*EXERCISE:* From the records that follow, copy every line in which "below" appears.

*EXTRACTED RECORDS:*
»»
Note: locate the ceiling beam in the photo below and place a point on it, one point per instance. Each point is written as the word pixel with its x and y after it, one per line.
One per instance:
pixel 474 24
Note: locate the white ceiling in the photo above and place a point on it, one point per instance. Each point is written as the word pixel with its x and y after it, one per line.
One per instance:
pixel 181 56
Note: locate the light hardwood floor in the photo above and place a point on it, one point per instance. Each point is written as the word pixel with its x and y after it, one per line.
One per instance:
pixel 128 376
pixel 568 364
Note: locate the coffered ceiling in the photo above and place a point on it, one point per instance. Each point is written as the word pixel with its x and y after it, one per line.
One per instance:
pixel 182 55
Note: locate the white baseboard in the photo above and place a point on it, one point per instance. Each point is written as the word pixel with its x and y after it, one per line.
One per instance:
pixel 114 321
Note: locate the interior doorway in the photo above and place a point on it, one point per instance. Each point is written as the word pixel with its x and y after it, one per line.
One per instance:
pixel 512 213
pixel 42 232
««
»»
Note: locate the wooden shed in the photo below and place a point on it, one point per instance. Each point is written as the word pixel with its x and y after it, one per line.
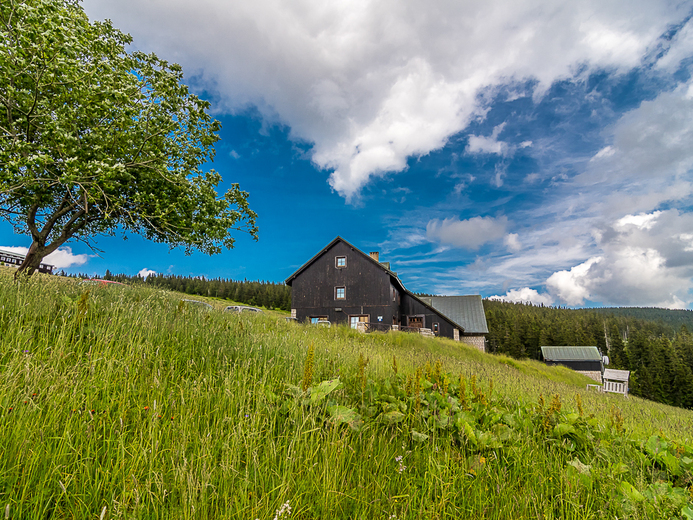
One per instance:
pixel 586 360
««
»»
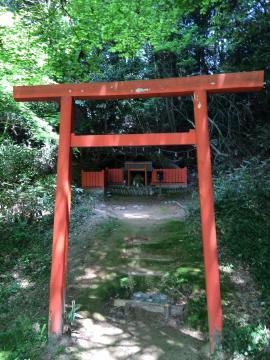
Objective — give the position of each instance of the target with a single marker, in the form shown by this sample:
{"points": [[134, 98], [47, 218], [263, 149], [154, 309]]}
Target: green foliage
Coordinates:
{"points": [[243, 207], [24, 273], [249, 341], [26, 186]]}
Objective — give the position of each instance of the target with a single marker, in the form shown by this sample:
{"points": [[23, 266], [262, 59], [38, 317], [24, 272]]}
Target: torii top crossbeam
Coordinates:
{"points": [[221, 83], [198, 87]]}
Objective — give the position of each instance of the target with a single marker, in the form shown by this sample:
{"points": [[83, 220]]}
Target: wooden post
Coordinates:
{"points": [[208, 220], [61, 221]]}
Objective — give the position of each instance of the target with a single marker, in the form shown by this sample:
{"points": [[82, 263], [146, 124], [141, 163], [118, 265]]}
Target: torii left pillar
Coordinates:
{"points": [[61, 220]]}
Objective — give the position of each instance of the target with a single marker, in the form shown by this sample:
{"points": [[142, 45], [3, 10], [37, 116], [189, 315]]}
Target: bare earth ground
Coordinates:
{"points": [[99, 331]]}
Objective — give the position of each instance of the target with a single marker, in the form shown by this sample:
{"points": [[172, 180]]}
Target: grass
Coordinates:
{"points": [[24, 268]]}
««
*TASK RESPONSE:*
Note: locate the ceiling beam in the photo below and place a point on it, one point per instance. Each point is written as the word pixel with its x and y after it, one per line.
Note: locate the wooden shed in the photo below and place a point on it, one point per instance. Each point is written as the word pixel with its x and y after it, one per line.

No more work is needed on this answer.